## Assignment
Take the line with "[[113, 153], [173, 37], [231, 154], [270, 53]]" and all lines after it, through the end of the records below, and repeat them exactly.

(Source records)
== == ==
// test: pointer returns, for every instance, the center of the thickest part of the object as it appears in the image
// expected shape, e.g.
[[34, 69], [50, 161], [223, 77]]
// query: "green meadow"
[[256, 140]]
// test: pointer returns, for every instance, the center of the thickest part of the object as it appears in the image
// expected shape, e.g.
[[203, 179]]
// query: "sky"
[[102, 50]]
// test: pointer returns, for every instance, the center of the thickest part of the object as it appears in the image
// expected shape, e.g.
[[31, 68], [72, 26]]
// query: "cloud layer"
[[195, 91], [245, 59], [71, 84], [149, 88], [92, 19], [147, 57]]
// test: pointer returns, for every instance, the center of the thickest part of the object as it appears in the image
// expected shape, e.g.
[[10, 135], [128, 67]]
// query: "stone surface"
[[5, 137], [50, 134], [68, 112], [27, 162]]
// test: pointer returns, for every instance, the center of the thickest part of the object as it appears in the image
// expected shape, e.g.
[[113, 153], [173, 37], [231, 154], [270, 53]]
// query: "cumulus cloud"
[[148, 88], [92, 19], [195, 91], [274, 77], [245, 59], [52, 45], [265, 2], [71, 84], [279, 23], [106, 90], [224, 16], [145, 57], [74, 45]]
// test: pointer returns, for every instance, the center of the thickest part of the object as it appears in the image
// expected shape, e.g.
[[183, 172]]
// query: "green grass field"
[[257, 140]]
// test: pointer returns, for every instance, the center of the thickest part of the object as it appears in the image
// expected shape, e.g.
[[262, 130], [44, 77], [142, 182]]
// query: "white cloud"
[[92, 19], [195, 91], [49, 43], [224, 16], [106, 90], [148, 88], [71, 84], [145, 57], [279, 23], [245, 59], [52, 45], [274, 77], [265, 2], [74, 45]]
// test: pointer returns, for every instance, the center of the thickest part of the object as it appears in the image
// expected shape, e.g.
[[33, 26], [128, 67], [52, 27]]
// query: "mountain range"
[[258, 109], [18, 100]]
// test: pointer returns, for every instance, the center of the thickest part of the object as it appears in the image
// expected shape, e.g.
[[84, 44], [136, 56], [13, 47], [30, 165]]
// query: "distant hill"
== == ==
## Reply
[[113, 153], [173, 37], [231, 154], [270, 53]]
// query: "cumulus cloud"
[[148, 88], [92, 19], [195, 91], [274, 77], [245, 59], [52, 45], [265, 2], [71, 84], [279, 23], [106, 90], [224, 16], [145, 57], [74, 45]]
// test: pointer returns, for every instance, the center of the thickest part of the object as it appears in the image
// expected shape, e.g.
[[183, 172]]
// query: "green grass field"
[[257, 140]]
// test: pointer returns, for every instance, the center of the thickest part of the object as it appears in the image
// expected shape, e.g.
[[262, 130], [44, 77], [142, 182]]
// query: "white cloud"
[[92, 19], [195, 91], [49, 43], [224, 16], [106, 90], [148, 88], [71, 84], [145, 57], [279, 23], [245, 59], [52, 45], [274, 77], [265, 2], [74, 45]]
// test: pointer returns, for every instance, the center of the thickest part of the object as it appears in the image
// expected shape, e.g.
[[33, 26], [128, 67], [52, 27]]
// query: "mountain range"
[[258, 109], [18, 100]]
// test: pointer returns, for every instance, the center of the thickest part of the object as it appears in the image
// expected shape, e.g.
[[84, 44], [136, 56], [13, 47], [30, 165]]
// query: "distant hill"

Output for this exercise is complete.